(Point localization data)
------------------------------------------------------------
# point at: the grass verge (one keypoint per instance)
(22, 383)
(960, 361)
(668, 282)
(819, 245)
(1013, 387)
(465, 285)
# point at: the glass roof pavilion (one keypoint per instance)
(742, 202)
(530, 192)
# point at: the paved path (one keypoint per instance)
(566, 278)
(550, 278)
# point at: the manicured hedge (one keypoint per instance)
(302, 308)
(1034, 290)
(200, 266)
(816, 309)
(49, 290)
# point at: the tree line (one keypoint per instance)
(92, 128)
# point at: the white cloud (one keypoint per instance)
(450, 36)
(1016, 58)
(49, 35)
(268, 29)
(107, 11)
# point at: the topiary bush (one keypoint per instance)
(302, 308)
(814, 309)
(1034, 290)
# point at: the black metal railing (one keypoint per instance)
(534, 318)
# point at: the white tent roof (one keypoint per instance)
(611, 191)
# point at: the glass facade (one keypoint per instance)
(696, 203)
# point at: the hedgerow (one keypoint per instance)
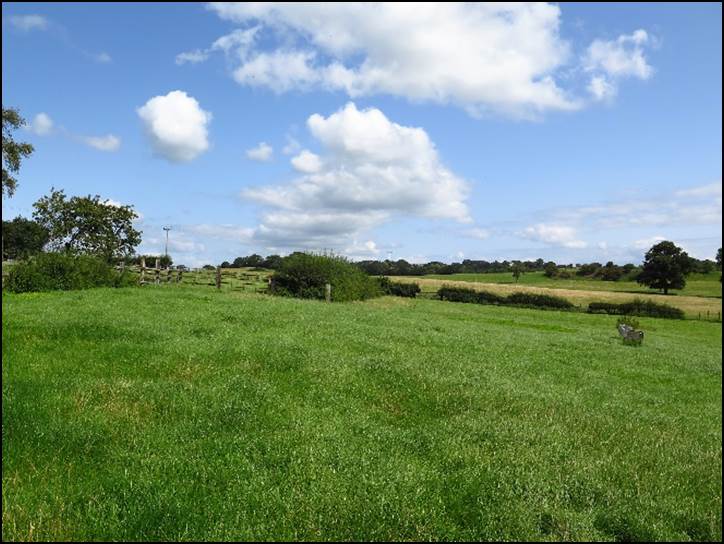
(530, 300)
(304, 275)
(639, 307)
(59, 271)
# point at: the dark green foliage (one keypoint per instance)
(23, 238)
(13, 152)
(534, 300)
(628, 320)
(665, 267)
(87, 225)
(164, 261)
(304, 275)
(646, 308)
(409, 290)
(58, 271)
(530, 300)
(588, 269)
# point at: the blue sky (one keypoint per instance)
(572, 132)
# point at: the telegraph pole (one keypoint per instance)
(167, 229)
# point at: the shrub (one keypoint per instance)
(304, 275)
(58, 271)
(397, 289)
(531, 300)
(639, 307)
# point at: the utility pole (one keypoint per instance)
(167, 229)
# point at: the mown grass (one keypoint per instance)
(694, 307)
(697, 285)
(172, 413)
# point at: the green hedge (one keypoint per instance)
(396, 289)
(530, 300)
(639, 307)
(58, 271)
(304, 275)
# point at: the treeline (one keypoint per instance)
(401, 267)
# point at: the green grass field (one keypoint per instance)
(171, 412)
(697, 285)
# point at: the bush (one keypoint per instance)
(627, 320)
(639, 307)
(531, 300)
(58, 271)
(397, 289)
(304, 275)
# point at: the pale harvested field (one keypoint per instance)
------------------------------------------------------------
### Exercise details
Each record should be given again exactly, with no picture carried over.

### Output for this task
# point at: the grass verge (one keypoint per instance)
(22, 383)
(960, 361)
(668, 282)
(819, 245)
(1013, 387)
(465, 285)
# point at: the glass roof pavilion (one keypoint per instance)
(742, 202)
(530, 192)
# point at: the paved path (one keypoint per instance)
(566, 278)
(550, 278)
# point at: the manicured hedge (one keypoint per instance)
(302, 308)
(1034, 290)
(200, 266)
(816, 309)
(49, 290)
# point at: the tree line (one keypoint per instance)
(92, 128)
# point at: the white cloud (one keypoint per instance)
(450, 36)
(1016, 58)
(49, 35)
(268, 29)
(107, 11)
# point at: the topiary bush (one keypoint per instance)
(302, 308)
(814, 309)
(1034, 290)
# point at: the black metal railing (one keypoint per instance)
(534, 318)
# point at: the white tent roof (one keypoint per instance)
(611, 191)
# point at: the glass facade (one keypoint per instance)
(696, 203)
# point at: the hedgerow (one keypoint per instance)
(530, 300)
(304, 275)
(639, 307)
(59, 271)
# point at: the dark green foliage (one keypoint per instance)
(23, 238)
(13, 152)
(534, 300)
(628, 320)
(665, 267)
(87, 225)
(164, 261)
(304, 275)
(646, 308)
(409, 290)
(58, 271)
(530, 300)
(588, 269)
# point at: the blue sky (one keypoint per instance)
(572, 132)
# point at: the telegraph pole (one keypoint per instance)
(167, 229)
# point at: the shrub (one keypoint per instance)
(304, 275)
(58, 271)
(397, 289)
(531, 300)
(639, 307)
# point at: the utility pole (one keypoint per instance)
(167, 229)
# point at: the mown grass (one keypoint per instance)
(694, 307)
(697, 285)
(172, 413)
# point at: the green hedge (one keypoint per instance)
(396, 289)
(530, 300)
(639, 307)
(58, 271)
(304, 275)
# point at: the treeline (one keypoint per instance)
(401, 267)
# point at: the green grass field (one keypoint per instance)
(171, 412)
(697, 285)
# point at: the bush (one keypoint per instance)
(627, 320)
(639, 307)
(531, 300)
(58, 271)
(397, 289)
(304, 275)
# point at: the pale harvested field (one keypoint per instance)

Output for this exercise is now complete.